* EXERCISE TASK
Turn the rows from the start through the line containing "[24,59,113,299]" into a two-column CSV with the headers text and answer. Give one line for each row, put each field in quotes, replace any line breaks inside a field with spaces, and leave out the pictures.

* EXTRACTED ENTRIES

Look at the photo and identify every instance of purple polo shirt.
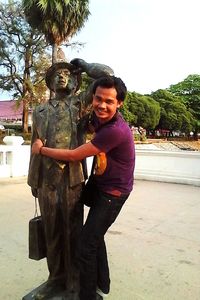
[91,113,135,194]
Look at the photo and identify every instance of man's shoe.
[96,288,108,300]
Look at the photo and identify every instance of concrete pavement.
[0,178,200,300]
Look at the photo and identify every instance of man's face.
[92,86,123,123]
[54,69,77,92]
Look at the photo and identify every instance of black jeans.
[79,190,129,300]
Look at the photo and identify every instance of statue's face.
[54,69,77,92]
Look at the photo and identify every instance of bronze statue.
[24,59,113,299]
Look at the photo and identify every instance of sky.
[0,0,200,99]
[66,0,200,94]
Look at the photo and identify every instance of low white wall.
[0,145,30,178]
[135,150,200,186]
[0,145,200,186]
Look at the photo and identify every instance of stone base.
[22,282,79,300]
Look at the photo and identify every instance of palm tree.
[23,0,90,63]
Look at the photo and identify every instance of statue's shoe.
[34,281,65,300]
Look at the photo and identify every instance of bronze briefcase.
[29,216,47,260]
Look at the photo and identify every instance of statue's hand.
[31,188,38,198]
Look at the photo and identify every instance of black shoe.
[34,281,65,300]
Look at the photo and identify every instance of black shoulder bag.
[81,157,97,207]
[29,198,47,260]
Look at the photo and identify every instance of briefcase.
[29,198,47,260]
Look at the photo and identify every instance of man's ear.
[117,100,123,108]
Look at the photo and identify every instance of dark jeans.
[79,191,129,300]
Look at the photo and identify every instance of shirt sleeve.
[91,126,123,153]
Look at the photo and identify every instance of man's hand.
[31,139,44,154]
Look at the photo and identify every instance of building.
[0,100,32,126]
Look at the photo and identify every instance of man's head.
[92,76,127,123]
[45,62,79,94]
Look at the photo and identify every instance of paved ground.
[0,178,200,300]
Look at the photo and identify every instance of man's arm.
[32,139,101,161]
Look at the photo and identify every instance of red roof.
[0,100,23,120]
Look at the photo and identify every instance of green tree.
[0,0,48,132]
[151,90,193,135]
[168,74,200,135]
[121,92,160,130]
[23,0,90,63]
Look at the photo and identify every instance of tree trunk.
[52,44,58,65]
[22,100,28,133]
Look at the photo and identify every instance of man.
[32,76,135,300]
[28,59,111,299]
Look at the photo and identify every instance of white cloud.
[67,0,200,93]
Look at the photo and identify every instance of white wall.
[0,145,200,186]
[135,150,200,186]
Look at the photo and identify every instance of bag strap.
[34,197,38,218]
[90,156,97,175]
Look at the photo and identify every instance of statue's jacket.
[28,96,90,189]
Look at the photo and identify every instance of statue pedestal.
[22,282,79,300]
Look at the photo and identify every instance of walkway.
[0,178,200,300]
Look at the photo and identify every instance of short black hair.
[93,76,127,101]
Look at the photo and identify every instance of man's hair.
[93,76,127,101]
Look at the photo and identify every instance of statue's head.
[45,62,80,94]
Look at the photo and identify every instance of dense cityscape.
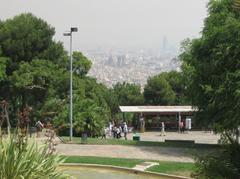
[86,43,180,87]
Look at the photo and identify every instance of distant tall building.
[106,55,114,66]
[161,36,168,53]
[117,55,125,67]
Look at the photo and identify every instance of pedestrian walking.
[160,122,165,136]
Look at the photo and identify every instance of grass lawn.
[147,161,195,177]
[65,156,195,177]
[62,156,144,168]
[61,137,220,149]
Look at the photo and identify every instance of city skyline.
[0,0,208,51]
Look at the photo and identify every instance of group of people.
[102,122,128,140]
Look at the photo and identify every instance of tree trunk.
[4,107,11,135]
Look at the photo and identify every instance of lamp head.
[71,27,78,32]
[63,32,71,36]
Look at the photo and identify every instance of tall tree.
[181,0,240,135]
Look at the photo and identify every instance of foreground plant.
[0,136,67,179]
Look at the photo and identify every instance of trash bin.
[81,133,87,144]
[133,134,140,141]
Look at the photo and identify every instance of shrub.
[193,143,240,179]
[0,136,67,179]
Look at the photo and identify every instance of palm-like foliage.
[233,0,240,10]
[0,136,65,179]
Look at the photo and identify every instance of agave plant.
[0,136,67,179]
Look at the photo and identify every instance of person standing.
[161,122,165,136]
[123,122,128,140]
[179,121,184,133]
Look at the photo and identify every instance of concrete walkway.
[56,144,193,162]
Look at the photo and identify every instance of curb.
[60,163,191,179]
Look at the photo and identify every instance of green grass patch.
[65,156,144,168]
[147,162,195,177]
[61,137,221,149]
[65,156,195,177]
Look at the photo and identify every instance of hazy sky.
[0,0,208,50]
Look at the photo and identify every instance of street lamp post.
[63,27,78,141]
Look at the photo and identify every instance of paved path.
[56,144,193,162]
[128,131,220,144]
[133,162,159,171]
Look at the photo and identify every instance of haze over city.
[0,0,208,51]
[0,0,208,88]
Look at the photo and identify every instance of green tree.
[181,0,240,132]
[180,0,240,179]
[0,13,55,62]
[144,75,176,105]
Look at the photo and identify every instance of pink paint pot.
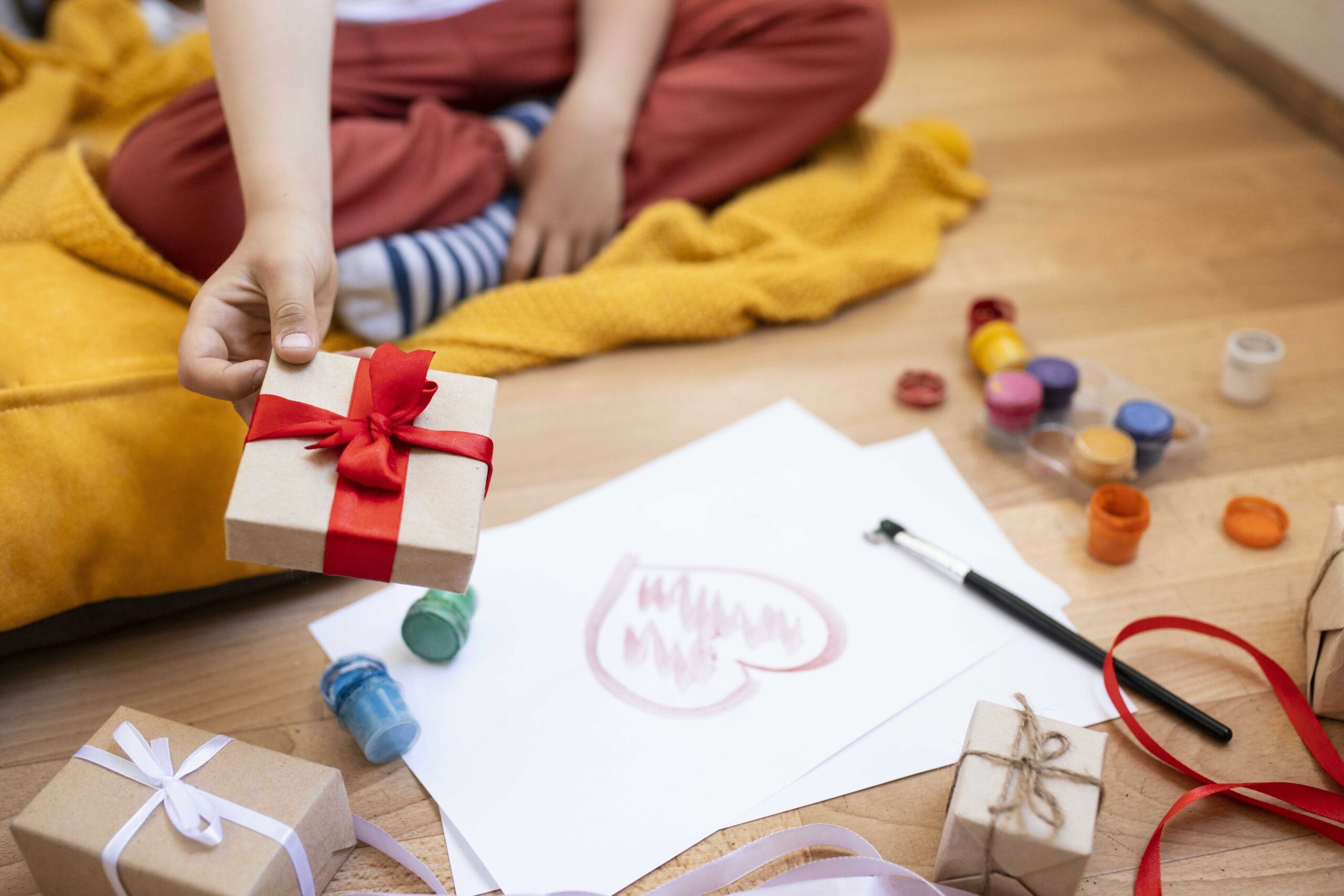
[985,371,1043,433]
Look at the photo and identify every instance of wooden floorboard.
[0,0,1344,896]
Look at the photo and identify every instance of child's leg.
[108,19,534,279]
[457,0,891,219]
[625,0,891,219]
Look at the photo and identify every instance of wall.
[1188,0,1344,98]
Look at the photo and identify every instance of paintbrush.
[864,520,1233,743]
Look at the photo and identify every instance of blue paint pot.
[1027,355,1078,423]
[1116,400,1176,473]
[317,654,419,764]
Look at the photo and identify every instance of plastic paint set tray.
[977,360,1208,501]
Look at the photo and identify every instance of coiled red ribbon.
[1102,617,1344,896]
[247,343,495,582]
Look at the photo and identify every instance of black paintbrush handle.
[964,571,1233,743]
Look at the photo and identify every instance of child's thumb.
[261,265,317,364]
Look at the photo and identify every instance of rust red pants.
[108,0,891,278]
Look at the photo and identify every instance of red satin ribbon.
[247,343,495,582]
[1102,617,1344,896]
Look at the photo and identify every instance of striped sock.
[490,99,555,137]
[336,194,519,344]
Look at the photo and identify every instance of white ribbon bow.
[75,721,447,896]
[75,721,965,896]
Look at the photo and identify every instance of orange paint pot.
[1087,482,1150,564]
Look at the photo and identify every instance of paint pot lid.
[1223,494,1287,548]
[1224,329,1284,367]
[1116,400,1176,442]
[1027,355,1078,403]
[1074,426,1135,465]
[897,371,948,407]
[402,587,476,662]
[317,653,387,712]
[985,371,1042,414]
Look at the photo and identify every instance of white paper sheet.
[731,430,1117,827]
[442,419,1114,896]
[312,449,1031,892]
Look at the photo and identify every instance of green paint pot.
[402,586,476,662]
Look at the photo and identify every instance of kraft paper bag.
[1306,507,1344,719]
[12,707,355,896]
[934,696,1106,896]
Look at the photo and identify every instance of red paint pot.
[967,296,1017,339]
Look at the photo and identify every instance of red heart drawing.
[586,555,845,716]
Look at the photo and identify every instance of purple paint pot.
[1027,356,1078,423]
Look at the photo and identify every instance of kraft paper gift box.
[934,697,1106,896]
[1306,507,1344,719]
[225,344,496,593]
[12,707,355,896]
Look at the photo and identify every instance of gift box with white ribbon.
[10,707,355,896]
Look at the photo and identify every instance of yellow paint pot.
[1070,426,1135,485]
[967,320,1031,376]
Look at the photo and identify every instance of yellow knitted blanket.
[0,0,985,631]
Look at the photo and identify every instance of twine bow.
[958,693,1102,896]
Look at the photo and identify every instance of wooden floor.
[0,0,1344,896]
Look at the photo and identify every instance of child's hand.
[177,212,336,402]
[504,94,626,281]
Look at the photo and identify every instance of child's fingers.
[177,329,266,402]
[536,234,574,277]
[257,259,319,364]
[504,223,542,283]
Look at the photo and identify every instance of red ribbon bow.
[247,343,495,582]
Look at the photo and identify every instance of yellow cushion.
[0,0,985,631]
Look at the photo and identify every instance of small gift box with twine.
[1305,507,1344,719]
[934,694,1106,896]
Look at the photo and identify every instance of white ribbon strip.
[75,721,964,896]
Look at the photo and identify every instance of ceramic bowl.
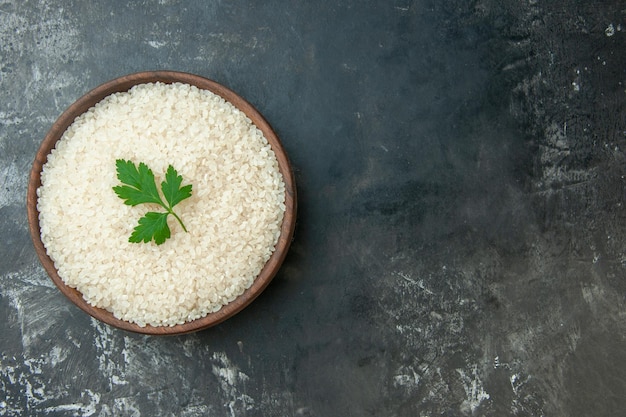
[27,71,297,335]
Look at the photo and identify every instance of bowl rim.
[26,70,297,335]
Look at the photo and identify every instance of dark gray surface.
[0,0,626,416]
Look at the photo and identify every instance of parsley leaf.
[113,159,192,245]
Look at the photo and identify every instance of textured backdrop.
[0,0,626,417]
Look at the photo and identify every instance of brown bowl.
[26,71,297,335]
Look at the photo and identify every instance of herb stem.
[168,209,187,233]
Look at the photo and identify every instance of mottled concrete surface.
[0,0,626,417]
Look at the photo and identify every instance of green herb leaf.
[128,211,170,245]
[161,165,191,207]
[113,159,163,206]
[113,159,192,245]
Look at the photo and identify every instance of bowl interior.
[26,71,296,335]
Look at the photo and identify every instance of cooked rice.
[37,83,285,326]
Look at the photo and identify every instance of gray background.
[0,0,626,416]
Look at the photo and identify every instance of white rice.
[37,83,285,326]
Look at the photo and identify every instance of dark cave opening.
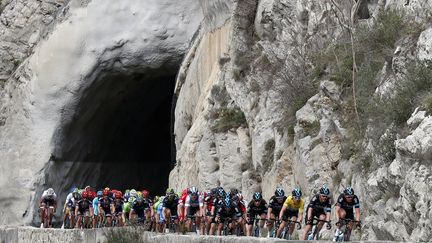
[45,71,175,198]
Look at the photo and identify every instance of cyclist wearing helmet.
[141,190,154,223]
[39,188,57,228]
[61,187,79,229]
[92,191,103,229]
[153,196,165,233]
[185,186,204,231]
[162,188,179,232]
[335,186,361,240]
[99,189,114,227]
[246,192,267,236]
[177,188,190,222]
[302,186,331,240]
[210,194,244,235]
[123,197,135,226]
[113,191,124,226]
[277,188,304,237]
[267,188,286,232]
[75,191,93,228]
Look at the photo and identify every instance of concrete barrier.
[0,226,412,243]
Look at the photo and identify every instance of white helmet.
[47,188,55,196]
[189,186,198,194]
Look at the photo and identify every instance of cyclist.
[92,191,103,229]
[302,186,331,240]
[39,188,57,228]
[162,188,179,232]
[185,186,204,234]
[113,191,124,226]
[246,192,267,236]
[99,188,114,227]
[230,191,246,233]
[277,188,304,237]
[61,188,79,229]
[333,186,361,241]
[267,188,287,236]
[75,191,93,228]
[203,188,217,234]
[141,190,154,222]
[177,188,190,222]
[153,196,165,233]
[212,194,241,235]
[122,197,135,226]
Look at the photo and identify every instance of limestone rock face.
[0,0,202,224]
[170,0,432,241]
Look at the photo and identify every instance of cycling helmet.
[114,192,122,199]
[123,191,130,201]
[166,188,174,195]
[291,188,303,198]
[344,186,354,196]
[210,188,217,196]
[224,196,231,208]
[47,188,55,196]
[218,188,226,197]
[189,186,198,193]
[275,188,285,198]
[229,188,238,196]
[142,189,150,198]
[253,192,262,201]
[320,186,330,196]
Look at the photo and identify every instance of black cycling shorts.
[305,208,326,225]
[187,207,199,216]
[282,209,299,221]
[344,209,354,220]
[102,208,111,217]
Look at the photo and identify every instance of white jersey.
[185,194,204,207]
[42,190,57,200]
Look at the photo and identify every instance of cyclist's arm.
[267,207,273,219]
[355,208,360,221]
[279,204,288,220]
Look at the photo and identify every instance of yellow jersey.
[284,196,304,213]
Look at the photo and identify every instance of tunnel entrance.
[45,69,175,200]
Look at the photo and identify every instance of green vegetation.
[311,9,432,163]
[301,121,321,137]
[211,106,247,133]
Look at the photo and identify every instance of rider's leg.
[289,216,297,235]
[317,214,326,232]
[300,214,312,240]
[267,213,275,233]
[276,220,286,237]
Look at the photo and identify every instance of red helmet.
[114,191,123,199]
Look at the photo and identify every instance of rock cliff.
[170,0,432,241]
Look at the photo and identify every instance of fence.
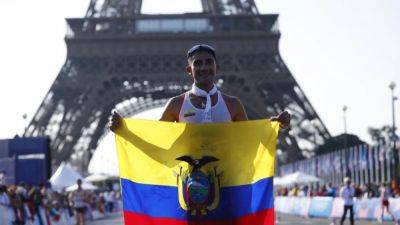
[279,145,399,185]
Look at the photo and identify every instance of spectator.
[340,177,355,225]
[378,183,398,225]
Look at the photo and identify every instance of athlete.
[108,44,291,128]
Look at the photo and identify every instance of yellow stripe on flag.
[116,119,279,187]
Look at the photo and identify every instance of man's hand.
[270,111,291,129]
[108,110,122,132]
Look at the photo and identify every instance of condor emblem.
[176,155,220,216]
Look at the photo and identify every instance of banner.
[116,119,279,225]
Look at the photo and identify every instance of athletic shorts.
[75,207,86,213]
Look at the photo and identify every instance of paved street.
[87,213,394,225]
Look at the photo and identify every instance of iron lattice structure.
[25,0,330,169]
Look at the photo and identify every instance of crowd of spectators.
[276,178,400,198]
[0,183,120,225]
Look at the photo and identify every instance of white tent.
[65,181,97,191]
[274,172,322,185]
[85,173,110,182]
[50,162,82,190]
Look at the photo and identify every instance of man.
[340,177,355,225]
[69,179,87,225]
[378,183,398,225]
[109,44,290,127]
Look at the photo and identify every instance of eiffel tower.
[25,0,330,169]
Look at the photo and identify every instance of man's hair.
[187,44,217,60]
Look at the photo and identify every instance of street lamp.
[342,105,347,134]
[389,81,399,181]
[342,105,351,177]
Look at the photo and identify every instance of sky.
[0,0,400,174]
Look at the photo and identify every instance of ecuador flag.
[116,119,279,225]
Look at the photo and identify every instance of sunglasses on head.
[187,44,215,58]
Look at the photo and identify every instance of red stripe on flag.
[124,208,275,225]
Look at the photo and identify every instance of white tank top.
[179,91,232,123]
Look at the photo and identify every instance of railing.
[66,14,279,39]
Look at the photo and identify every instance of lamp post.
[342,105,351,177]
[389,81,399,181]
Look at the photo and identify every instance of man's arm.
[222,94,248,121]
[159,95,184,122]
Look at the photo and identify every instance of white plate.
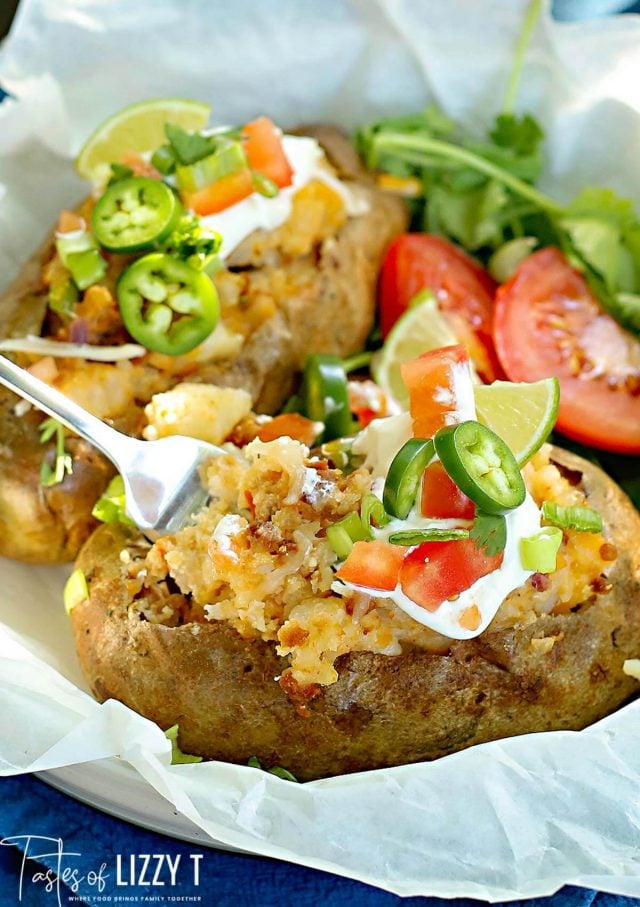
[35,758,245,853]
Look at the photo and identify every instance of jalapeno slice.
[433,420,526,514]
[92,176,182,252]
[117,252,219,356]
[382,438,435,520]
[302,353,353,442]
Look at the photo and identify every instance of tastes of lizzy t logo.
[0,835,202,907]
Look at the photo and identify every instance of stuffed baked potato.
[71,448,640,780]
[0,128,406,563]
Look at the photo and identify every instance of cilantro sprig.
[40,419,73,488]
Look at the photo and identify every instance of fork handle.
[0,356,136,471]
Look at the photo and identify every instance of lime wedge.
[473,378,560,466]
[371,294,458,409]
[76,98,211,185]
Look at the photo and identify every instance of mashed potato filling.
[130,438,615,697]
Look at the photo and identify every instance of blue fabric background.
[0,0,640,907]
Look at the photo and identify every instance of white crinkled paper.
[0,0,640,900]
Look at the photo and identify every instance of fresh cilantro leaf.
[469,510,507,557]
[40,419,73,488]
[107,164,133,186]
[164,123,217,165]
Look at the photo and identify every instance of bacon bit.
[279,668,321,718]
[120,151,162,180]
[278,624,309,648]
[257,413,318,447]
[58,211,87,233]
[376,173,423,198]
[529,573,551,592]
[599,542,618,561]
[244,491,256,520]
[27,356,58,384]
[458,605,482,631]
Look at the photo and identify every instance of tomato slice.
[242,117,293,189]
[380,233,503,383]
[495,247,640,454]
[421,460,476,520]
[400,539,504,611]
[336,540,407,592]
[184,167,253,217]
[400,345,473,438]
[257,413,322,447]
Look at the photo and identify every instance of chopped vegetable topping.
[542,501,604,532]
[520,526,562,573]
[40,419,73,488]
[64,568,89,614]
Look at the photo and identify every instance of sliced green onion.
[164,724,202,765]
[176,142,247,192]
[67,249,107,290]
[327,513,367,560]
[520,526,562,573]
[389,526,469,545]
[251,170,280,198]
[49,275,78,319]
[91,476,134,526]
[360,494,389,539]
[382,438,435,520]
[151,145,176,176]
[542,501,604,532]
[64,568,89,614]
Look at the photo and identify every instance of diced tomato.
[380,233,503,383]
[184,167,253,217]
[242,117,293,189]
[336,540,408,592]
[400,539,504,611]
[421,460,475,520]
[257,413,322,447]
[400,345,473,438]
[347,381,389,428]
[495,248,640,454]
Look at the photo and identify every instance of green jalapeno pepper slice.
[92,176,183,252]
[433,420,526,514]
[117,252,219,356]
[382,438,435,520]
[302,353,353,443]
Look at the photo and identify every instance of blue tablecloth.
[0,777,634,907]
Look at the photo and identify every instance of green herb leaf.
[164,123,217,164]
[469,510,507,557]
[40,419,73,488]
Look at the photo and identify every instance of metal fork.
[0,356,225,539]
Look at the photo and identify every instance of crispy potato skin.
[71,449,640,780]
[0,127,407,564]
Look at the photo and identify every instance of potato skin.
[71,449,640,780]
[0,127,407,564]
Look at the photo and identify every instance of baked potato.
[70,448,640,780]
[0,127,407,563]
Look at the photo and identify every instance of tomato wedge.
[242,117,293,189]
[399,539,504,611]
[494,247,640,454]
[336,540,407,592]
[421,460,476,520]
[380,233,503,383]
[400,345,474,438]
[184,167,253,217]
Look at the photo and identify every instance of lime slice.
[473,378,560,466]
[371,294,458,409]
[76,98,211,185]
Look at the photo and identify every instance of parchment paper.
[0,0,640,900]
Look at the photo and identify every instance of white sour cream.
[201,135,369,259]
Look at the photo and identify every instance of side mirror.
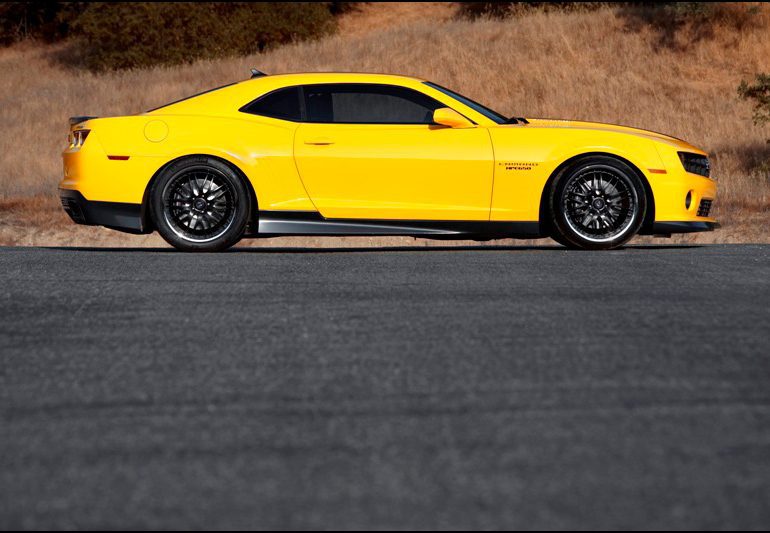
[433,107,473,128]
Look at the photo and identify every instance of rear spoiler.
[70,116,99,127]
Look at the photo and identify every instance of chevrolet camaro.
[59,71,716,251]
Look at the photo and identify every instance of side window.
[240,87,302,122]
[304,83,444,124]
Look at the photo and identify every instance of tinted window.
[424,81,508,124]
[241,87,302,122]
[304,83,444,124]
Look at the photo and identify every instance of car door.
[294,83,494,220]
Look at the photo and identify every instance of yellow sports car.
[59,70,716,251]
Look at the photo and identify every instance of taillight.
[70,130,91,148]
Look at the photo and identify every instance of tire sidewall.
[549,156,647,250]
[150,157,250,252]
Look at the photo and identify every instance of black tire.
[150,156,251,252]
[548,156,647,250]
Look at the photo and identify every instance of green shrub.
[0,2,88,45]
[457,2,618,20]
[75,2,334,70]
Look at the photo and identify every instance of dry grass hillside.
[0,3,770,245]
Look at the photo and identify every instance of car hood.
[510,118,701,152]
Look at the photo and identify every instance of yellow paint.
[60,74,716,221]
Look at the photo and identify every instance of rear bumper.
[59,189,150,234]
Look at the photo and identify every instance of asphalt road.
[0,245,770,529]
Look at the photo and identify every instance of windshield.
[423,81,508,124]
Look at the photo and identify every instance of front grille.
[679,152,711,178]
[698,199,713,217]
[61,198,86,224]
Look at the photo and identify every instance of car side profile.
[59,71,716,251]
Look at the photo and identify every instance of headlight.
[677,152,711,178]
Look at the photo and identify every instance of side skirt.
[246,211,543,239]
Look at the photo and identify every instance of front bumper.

* EXERCISE OUTPUT
text,answer
"Look at the photo and identify every instance of purple polo shirt.","[91,113,135,194]"
"Look at the photo and identify every instance of man's shoe.","[96,288,108,300]"
"Look at the photo and identify every instance of concrete pavement.","[0,178,200,300]"
"Look at the photo and identify every instance of man's face.","[92,86,123,123] [54,69,77,92]"
"Look at the photo and identify every instance of black jeans.","[79,190,129,300]"
"Look at the photo and identify every instance of statue's face.","[54,69,77,92]"
"Look at the photo and identify every instance of bronze statue.","[24,59,113,299]"